Ground 4 – requirement for a valid application for review

  1. In SZLHP Justice Graham, with whom Justice Lindgren agreed,[100] observed as follows:

    [100] SZLHP FCR at 177 per Lindgren J; FCAFC at para.34 per Lindgren J.

    79 A decision to refuse to grant a protection visa was an RRT-reviewable decision under s 411(1)(c) of the Act. Section 414(1) of the Act required the Tribunal to review a decision of a delegate of the Minister, in relation to an application for a protection visa, if a “valid application” was made under s 412 of the Act for review of that decision.

    Section 412 of the Act relevantly provided, for present purposes:

    “412(1)An application for review of an RRT-reviewable decision must:

    (a) be made in the approved form; and

    (b) be given to the Tribunal within the period prescribed, being a period ending not later than 28 days after the notification of the decision; and

    (c) be accompanied by the prescribed fee (if any).

    (2) An application for review may only be made by the non-citizen who is the subject of the primary decision.

    (3) An application for review may only be made by a non-citizen who is physically present in the migration zone when the application for review is made.

    … ”

    80 Given the appellant's emphatic assertion that he only “signed it once” and that that occurred at his migration agent's house when he placed a signature, imitating that of the bearer of Denny Dendeng Kalalo's passport, on the Application for a Protection Visa (866), it follows that no valid Application for Review was ever made by the appellant to the Tribunal which it was required to review.[101]

    [101] SZLHP FCR at 188-189 per Graham J; FCAFC at paras.79-80 per Graham J.

+===+

Continue the excerpt on the requirement for a valid application for review from the point where it stops.

--- DATA LINES ---
+===+

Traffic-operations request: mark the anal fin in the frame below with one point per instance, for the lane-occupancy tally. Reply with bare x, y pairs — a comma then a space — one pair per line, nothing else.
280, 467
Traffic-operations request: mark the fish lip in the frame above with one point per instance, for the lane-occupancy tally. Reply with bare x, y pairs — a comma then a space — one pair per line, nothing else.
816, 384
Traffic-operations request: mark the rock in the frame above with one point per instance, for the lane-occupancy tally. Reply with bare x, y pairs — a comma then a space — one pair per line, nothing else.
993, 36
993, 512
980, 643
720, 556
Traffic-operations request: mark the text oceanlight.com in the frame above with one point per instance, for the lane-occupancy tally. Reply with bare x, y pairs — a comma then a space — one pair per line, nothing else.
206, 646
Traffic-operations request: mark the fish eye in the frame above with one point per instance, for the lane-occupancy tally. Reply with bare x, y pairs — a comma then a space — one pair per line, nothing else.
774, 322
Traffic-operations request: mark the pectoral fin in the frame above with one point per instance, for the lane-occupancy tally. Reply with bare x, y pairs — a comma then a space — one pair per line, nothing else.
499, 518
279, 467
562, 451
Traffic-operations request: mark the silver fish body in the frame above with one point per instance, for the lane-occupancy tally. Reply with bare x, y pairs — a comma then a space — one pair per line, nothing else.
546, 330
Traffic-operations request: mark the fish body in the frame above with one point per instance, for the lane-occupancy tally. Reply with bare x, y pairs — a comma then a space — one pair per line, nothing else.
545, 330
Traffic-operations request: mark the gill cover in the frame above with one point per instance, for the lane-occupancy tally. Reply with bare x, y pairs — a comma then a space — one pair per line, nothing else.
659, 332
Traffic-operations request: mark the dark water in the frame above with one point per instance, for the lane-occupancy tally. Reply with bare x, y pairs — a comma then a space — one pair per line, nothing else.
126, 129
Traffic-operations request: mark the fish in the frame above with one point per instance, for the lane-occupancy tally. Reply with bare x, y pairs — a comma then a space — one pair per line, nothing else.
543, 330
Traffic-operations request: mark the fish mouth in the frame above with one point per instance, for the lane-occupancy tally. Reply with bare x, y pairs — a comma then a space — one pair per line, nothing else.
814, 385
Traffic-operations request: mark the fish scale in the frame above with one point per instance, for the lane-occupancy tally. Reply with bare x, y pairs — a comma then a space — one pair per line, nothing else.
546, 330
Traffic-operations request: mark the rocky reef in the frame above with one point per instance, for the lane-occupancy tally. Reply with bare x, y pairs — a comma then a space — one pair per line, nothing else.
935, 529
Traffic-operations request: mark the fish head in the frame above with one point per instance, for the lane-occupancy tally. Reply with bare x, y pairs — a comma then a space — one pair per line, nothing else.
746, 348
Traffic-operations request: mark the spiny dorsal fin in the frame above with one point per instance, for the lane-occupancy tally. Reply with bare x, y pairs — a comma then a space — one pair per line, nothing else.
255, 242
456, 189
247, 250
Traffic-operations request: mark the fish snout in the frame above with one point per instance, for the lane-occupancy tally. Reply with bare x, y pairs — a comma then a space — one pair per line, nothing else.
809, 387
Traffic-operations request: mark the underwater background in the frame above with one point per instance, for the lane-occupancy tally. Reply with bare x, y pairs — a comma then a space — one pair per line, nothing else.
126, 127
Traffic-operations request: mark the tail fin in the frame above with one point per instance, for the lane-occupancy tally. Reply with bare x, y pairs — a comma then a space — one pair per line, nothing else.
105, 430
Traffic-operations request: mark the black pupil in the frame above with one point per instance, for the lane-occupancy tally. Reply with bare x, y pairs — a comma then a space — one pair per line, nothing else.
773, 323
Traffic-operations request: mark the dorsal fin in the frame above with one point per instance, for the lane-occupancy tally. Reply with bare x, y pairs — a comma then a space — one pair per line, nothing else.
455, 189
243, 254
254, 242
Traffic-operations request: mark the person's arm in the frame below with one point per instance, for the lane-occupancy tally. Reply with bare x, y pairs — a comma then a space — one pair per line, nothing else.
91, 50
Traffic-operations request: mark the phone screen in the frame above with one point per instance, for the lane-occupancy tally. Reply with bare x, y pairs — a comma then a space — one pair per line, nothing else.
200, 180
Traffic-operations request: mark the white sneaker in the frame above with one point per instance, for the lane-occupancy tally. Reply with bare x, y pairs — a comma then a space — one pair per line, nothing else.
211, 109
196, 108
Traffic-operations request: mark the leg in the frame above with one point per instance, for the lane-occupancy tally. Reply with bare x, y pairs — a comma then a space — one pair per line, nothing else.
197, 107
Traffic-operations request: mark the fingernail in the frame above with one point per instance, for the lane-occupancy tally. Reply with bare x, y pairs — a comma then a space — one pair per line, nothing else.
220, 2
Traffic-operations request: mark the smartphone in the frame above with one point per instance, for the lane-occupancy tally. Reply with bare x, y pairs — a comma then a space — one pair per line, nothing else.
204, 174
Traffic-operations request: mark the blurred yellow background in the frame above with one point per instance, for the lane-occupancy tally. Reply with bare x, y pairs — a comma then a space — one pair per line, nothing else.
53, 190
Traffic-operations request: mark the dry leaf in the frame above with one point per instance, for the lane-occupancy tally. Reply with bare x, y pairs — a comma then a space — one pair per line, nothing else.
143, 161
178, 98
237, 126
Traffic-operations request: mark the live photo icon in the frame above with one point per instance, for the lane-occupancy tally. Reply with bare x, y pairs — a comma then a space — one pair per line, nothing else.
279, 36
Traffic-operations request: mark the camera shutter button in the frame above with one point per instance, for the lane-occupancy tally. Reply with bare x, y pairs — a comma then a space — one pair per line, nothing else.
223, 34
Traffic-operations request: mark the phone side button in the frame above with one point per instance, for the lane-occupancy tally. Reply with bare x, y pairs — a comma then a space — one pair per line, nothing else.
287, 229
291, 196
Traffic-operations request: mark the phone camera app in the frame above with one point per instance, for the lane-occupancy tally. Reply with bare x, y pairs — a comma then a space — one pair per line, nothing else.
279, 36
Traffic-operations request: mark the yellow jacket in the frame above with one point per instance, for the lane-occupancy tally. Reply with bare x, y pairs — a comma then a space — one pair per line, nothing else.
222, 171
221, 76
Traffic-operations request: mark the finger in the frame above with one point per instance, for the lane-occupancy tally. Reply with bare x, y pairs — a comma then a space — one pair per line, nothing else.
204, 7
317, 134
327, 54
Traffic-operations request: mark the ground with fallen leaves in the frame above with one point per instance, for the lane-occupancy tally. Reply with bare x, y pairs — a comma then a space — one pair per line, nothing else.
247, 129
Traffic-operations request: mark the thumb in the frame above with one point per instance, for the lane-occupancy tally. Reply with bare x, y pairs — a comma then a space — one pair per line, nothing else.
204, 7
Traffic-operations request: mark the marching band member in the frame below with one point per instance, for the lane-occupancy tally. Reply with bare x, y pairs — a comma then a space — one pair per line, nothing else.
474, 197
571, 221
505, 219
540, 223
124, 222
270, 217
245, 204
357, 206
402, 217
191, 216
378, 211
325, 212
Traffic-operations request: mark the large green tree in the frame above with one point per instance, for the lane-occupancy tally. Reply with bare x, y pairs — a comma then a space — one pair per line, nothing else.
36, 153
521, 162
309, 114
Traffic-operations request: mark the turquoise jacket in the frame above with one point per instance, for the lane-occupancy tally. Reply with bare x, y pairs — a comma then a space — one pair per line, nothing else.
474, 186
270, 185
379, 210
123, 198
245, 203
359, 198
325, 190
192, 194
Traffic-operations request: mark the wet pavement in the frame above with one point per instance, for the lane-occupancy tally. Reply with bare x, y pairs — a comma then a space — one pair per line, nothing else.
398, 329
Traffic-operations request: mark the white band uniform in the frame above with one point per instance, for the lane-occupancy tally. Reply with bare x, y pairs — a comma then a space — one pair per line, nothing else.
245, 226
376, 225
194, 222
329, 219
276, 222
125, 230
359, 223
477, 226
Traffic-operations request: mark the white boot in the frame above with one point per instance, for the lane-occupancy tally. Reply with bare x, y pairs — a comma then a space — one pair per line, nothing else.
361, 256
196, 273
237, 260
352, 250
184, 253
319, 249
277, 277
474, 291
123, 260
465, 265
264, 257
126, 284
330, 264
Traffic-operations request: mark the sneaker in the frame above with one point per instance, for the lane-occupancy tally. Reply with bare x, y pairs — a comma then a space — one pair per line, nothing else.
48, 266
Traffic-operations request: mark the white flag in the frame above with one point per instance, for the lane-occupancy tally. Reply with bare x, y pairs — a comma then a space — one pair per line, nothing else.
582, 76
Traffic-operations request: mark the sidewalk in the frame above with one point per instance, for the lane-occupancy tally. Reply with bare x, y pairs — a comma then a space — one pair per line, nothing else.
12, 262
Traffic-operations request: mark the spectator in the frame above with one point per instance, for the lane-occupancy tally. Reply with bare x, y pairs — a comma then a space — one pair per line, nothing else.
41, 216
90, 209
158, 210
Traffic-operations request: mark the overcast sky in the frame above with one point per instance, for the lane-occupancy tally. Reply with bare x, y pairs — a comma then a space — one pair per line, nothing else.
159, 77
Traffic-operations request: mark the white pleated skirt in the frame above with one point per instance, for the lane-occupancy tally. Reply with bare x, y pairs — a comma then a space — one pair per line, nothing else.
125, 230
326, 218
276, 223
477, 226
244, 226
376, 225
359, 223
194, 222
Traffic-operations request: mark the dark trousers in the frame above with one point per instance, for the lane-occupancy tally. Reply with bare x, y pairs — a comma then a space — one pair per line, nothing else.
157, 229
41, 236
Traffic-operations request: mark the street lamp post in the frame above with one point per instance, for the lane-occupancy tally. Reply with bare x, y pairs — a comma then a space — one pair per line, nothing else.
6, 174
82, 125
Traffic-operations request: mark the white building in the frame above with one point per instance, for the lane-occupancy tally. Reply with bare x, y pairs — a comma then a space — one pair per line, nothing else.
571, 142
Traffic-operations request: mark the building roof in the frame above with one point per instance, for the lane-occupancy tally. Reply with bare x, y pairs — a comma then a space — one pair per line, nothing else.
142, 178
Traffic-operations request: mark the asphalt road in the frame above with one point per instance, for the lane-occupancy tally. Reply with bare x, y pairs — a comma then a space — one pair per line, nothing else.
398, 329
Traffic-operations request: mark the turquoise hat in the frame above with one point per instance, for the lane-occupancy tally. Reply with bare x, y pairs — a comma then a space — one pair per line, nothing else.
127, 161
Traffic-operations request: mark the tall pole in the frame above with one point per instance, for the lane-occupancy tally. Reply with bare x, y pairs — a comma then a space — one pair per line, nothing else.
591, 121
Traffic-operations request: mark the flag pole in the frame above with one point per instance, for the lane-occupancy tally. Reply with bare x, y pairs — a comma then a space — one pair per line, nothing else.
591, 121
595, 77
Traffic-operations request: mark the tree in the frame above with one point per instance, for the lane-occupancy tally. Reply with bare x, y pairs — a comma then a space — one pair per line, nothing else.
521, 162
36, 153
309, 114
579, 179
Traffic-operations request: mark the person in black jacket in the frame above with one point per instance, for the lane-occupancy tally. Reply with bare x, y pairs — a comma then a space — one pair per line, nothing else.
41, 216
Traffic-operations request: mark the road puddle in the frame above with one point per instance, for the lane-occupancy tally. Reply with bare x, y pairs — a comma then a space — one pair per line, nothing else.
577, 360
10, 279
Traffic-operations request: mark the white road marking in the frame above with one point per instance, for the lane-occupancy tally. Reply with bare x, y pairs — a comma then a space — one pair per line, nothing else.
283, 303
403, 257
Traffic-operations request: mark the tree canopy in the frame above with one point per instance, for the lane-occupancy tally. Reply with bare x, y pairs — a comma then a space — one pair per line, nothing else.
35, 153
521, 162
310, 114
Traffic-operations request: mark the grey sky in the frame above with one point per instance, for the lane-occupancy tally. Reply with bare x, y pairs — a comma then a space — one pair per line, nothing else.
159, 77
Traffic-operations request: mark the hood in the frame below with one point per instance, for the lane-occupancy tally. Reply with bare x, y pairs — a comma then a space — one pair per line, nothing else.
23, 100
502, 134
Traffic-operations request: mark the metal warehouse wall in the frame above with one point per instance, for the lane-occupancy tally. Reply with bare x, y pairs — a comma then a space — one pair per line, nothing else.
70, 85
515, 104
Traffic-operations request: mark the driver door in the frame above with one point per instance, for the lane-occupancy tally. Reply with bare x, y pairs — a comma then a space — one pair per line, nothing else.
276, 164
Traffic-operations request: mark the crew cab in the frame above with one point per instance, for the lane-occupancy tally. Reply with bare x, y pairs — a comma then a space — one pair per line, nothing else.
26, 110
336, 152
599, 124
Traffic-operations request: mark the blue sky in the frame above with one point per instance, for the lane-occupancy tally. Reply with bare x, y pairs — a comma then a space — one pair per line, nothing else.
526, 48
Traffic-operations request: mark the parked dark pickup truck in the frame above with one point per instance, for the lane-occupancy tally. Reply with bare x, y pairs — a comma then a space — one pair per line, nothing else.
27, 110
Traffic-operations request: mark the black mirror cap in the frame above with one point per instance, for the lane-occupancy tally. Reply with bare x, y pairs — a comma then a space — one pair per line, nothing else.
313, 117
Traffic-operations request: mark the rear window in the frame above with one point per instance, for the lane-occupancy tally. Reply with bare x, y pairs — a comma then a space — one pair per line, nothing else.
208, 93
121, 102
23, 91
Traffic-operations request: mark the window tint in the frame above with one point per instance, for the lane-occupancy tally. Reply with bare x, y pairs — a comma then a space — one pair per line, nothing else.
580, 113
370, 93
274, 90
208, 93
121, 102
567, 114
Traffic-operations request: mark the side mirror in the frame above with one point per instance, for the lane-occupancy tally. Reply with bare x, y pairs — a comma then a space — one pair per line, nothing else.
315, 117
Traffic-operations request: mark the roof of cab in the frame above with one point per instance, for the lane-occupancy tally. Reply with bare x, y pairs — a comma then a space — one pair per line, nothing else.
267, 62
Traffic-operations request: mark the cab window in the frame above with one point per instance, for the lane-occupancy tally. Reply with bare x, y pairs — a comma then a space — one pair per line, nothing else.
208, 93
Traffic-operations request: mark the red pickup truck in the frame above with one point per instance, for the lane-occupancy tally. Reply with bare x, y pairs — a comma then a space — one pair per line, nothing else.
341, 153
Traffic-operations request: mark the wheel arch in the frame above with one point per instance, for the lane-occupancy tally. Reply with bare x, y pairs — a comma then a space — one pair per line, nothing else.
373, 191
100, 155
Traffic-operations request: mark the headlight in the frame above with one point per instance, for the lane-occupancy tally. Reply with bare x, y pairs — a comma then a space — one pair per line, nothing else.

+===+

--- WRITTEN ANSWER ---
  2. Following the rationale of a majority of the Full Court of the Federal Court in SZLHP, as this Court must,[102] it follows that in this case there can be no valid application for merits review which the Tribunal was required to review if the application to the Tribunal was required to be made by the applicant. In this case, s.347(2)(a) of the Migration Act requires that a MRT-reviewable decision covered by s.338(2)(a) of the Migration Act requires that an application for review may only be made by the non-citizen who is the subject of that decision, in this case, the applicant. The applicant’s application to the Tribunal was one which could be granted while the applicant was in the migration zone, if the applicant demonstrated exceptional cirumstances, and was therefore a MRT-reviewable decision, for the purposes of s.338(2)(a) of the Migration Act. An application for merits review by the Tribunal of such a MRT-reviewable decision was, by reason of s.347(2)(a) of the Migration Act one which, on the rationale in SZLHP, was required to be made by the applicant. It is common ground in this case that the merits review application to the Tribunal was not signed by the applicant. In those circumstances, following SZLHP, there was no valid application for review under s.347(2)(a) of the Migration Act, and therefore no requirement for the Tribunal to review the Delegate’s Decision.

    [102] Suh & Ors v Minister for Immigration & Citizenship & Anor (2009) 175 FCR 515 at 522 per Spender, Buchanan and Perram JJ; [2009] FCAFC 42 at para.29 per Spender, Buchanan and Perram JJ, and noting the admonition in Minister for Immigration & Multicultural & Indigenous Affairsv SZANS (2005) 141 FCR 586 at 591 per Weinberg, Jacobson and Lander JJ; [2005] FCAFC 41 at para.38 per Weinberg, Jacobson and Lander JJ “Even if the Federal Magistrate was correct in holding that the judgment of Madgwick J was not binding upon him, he most certainly was not correct in refusing to follow it. The judicial comity which ought to apply between the Federal Magistrates Court and judgments of single judges of this Court (when not exercising appellate jurisdiction) should at the very least be the same as that which exists between single judges of this Court.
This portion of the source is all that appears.